Assigned task: Look through the listing below and report the lines that have the word "coordinates" in them.

Excerpted records:
_ _ _ _ _

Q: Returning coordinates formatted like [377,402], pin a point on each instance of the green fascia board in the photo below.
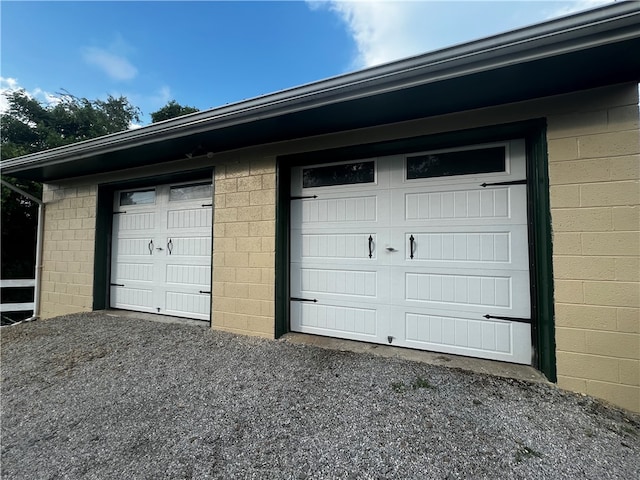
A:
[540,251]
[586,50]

_ _ _ _ _

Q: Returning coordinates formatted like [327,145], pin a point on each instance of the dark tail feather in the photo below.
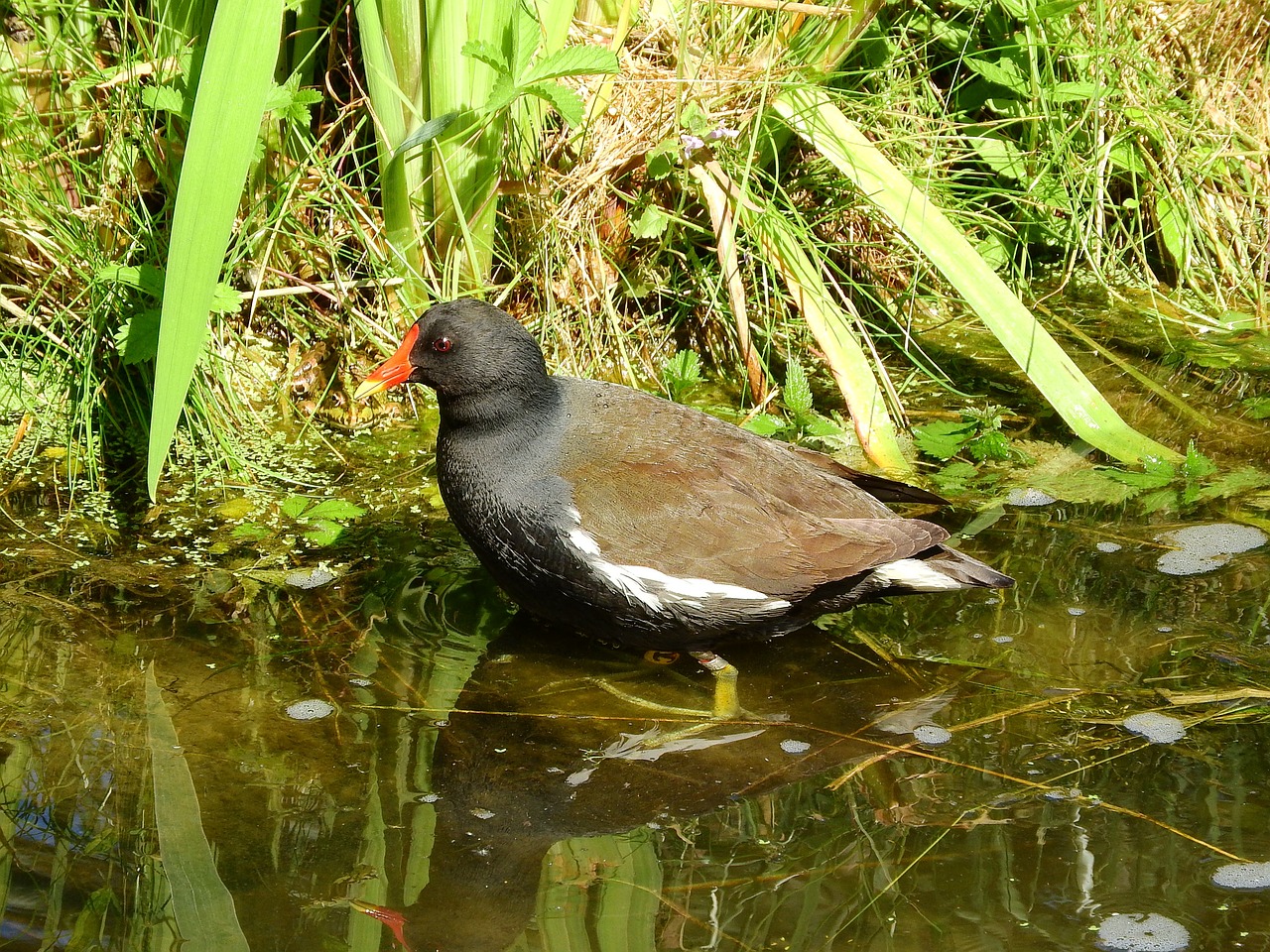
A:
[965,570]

_ _ _ _ _

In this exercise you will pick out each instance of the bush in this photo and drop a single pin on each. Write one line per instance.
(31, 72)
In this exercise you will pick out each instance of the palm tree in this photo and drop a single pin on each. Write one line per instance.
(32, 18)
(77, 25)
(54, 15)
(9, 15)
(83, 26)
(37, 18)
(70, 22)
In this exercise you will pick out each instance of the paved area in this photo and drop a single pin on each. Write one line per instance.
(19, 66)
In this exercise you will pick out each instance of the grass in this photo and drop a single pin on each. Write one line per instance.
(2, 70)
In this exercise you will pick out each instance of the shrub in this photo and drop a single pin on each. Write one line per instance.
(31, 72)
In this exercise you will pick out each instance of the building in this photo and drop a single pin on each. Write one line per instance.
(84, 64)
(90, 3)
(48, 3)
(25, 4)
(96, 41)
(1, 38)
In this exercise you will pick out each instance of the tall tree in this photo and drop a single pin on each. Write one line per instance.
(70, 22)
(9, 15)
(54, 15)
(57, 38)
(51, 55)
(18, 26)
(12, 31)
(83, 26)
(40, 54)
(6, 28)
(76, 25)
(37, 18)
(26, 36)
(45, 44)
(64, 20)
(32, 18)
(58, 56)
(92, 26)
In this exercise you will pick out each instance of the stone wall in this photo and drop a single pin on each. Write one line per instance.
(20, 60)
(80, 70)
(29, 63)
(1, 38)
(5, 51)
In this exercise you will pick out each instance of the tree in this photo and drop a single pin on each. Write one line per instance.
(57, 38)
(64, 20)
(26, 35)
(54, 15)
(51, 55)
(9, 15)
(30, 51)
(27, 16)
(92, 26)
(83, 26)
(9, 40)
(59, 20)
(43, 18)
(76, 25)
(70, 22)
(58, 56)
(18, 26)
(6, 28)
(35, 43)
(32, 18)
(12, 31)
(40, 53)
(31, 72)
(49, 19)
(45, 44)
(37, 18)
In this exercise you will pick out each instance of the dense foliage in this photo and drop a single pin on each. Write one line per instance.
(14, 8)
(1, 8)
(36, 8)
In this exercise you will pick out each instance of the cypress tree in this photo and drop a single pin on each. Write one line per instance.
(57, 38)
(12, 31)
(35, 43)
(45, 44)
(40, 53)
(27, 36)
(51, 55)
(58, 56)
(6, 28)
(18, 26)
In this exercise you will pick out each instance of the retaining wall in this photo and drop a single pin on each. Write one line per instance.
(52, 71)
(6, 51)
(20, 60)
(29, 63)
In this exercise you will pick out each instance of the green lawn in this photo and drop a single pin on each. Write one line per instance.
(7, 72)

_ _ _ _ _

Result of this exercise:
Q: Returning coordinates formatted like [377,402], pin a point on each instance of the green fascia board in the photo below.
Q: Returning coordinates formatted like [327,145], pin a point on each instance of the dark tail feather in the photo below.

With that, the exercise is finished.